> **Text under study**
★ ★ ★ ★ ★

Pub quiz issue

When your pub quiz round goes awry because people – allegedly intelligent, educated people – don’t know what an anagram is.

Honestly, I have no words.

And if I did, they would be all jumbled up.

If you’re going to struggle you’re supposed to struggle on getting the answers correct. Not not knowing what a fairly straightforward word in the question means.

How can you not know what an anagram is?

I’ve been using Amazon

and…?

And I’m pretty impressed. They’ve entered into the fray in SA with a mountain to climb in terms of getting market share in online shopping delivered to your door, given that Takealot have been around for a long while here with virtually no opposition.

But Amazon have started small and sensible: a limited product range, but each one with the guarantee that it will get to you cheaply and quickly. And it works. I ordered a soundbar and paid a whole R2 (less than a penny) to get it delivered that evening. I ordered a mousemat (because my mouse doesn’t like how shiny my new desk is) and it cost nothing to get it delivered the following day.

Compare this with Takealot, whose confusing price structure for deliveries actually makes it difficult to compare, but a next day delivery would likely be R50 or R75. Or you could pick it up at one of their depots for R35.

Same day? Virtually unheard of, but almost always in three figures. (Yes, unless you have their monthly subscription service, but I’m doing apples and apples here.)

And it’s sad to say that Takealot have been lounging on their monopoly. Their prices – always allegedly discounted – only ever match with the normal prices everywhere else. I’ll certainly be using Amazon whenever possible for those online purchases. And yes, using local businesses for stuff too, but only if they are willing and able to offer decent prices and service.

★ ★ ★ ★ ★

> **Extracted records**
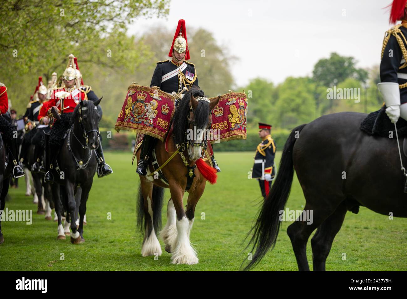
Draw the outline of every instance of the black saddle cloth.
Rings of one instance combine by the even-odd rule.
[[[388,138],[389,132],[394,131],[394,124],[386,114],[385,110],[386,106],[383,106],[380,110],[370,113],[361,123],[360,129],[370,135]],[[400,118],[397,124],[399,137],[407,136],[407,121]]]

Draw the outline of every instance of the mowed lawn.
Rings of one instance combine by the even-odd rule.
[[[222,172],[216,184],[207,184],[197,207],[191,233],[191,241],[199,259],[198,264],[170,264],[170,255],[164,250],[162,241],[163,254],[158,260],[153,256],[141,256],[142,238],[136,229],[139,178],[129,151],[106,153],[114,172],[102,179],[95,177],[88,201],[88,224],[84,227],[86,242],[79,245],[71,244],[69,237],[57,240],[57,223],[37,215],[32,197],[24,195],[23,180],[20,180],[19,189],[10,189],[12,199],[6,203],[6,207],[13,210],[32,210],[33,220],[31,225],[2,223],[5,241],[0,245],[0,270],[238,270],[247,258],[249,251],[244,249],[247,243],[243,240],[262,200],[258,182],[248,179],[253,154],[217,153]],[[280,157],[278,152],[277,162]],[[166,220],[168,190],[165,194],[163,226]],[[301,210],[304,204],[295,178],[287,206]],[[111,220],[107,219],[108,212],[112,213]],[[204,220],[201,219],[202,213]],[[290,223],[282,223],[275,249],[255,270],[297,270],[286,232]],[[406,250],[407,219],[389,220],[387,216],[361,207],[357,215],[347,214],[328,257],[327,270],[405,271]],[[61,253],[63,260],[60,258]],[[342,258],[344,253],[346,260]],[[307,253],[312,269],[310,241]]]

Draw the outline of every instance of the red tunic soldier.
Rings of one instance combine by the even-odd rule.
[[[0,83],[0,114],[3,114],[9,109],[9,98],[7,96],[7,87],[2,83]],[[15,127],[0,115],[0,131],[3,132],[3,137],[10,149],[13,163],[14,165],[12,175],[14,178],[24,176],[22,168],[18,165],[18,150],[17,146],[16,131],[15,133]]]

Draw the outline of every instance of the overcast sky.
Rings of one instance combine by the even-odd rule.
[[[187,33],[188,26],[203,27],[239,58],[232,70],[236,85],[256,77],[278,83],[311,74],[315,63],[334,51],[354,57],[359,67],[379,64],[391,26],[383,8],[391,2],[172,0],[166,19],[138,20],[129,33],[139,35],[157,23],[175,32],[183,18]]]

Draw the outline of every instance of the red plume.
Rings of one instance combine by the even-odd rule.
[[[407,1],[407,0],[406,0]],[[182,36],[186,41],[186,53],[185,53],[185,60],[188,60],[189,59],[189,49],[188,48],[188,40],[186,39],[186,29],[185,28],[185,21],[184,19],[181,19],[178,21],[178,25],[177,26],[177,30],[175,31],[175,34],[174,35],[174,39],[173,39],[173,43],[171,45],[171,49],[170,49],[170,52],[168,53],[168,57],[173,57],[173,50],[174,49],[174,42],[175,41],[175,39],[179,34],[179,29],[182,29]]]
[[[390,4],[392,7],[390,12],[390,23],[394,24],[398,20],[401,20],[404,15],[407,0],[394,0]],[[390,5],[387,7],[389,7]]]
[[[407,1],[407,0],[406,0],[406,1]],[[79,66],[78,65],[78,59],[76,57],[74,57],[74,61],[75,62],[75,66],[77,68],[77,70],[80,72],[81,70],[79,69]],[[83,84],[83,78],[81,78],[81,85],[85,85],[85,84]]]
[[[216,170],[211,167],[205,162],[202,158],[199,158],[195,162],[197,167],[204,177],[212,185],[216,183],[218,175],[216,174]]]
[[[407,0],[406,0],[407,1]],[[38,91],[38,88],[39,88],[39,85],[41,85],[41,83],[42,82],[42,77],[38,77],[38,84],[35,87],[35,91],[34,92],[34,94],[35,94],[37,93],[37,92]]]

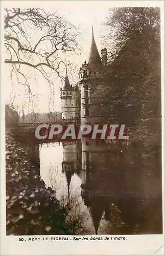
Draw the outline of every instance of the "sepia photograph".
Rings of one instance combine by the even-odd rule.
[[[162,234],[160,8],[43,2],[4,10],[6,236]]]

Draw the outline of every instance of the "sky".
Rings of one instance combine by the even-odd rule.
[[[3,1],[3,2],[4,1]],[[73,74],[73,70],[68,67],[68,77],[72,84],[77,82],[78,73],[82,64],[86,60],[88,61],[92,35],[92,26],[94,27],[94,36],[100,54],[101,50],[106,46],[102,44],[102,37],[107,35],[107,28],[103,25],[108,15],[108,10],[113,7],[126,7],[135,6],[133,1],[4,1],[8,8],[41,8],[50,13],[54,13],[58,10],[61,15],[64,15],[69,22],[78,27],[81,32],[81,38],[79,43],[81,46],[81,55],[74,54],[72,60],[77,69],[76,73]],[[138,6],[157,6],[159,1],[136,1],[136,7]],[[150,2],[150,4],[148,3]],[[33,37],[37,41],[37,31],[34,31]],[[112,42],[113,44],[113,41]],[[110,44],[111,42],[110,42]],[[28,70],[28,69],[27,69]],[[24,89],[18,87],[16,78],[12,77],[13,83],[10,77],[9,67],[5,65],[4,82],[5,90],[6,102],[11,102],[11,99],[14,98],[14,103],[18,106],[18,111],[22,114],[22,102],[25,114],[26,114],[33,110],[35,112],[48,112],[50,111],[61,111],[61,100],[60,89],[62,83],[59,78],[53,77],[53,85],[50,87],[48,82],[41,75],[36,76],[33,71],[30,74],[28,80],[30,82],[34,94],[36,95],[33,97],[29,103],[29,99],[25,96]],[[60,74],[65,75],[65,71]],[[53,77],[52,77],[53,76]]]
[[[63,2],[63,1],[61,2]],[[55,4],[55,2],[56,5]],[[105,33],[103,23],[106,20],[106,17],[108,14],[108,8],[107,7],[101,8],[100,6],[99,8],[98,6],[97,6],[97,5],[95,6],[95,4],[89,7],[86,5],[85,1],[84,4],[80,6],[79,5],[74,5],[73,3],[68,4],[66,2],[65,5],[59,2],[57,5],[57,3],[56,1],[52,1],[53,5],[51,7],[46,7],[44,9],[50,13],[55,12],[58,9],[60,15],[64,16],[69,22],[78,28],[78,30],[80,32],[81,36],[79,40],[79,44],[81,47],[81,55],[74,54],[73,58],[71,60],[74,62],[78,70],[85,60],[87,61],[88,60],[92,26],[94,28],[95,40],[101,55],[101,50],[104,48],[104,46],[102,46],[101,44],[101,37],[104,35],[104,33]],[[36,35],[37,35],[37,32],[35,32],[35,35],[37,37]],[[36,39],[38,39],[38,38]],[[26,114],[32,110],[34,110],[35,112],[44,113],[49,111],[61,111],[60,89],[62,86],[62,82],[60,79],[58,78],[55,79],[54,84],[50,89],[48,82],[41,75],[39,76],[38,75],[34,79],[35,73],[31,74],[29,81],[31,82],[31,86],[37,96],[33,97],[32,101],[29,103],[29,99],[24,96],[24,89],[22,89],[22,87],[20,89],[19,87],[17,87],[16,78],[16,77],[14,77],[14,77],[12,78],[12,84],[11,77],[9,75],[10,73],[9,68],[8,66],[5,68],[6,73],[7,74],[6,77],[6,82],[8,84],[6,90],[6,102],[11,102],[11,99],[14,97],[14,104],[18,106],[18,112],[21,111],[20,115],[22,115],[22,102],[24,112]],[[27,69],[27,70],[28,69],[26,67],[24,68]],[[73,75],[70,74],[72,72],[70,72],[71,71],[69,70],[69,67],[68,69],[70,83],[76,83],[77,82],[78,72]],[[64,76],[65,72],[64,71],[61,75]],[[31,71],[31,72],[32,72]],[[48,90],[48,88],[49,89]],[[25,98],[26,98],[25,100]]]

★ ★ ★ ★ ★

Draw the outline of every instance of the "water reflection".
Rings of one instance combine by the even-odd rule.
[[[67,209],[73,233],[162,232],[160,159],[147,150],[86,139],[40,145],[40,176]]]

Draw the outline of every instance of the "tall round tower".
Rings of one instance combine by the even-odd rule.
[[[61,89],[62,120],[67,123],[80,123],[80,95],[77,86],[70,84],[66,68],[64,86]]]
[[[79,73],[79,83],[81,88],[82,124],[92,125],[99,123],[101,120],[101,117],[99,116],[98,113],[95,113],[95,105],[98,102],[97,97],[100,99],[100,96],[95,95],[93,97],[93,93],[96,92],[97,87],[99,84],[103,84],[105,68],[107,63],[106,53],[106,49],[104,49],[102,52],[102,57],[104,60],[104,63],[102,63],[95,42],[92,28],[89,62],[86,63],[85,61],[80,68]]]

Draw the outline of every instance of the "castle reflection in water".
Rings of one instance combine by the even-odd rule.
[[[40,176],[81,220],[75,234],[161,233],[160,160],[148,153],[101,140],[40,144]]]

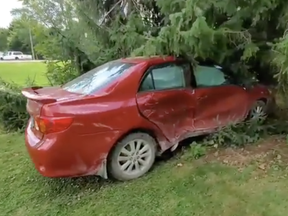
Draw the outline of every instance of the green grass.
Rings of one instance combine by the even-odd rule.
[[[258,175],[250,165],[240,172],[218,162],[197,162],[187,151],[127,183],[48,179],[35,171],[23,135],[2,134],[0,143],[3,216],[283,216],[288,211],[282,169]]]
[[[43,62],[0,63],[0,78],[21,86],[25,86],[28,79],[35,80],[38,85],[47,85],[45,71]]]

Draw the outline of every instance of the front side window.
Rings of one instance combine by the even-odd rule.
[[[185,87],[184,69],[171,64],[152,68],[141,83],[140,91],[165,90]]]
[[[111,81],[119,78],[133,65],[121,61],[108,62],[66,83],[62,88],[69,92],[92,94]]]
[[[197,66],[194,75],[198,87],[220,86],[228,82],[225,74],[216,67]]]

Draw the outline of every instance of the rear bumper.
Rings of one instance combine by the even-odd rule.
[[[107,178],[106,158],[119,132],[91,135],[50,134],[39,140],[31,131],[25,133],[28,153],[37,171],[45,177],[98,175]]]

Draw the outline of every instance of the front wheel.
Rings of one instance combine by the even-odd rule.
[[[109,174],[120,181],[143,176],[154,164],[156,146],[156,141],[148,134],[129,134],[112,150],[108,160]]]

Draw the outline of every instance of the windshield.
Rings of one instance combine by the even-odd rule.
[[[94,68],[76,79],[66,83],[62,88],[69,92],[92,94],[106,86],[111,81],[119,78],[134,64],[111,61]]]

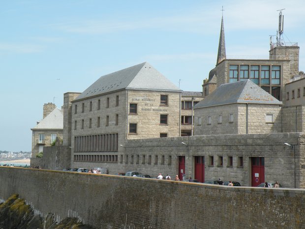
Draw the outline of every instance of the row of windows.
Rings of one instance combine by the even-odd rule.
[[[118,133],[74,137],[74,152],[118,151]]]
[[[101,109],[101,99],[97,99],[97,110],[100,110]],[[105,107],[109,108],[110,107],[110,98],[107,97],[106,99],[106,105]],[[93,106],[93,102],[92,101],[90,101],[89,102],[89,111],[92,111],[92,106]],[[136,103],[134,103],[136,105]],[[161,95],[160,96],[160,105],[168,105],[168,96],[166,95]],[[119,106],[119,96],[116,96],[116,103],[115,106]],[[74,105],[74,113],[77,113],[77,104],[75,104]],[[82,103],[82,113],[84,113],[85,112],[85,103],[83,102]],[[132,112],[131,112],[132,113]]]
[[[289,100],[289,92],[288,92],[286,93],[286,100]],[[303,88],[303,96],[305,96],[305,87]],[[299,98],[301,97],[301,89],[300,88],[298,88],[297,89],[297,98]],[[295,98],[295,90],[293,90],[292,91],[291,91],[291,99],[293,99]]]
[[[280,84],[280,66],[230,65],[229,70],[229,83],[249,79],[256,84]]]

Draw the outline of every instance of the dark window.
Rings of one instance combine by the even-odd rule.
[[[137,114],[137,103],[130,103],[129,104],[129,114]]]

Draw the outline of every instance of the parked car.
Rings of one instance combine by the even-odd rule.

★ ★ ★ ★ ★

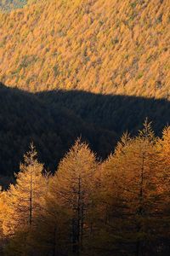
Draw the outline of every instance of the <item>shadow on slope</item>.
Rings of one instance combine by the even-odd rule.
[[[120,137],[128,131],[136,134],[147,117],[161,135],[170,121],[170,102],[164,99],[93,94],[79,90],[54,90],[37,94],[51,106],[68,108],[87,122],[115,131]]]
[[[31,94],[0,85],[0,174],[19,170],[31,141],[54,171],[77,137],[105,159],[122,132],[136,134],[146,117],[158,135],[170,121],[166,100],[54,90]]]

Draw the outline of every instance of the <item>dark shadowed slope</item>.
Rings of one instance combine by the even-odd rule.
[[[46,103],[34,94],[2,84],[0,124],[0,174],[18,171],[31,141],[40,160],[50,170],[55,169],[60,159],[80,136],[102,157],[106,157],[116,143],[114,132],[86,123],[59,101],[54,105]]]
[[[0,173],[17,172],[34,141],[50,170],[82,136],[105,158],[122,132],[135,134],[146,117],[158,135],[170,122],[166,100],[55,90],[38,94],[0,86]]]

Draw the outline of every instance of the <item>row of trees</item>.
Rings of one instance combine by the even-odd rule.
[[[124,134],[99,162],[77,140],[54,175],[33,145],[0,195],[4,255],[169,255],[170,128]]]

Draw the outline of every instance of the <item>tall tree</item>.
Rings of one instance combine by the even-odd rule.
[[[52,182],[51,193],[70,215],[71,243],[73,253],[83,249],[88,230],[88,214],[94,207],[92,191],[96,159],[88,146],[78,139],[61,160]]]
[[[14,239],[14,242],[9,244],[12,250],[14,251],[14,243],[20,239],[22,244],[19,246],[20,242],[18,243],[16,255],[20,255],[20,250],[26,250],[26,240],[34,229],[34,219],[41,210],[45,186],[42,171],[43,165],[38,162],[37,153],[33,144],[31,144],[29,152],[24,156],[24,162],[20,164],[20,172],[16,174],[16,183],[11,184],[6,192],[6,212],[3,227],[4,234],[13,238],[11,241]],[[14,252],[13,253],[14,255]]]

★ ★ ★ ★ ★

> **What to work on**
Revise the blog text from "If you’re going" up to and including "the question means.", putting "responses" in place of "answers". The rows above come from a source separate from the text.

> **Reply to the task**
If you’re going to struggle you’re supposed to struggle on getting the responses correct. Not not knowing what a fairly straightforward word in the question means.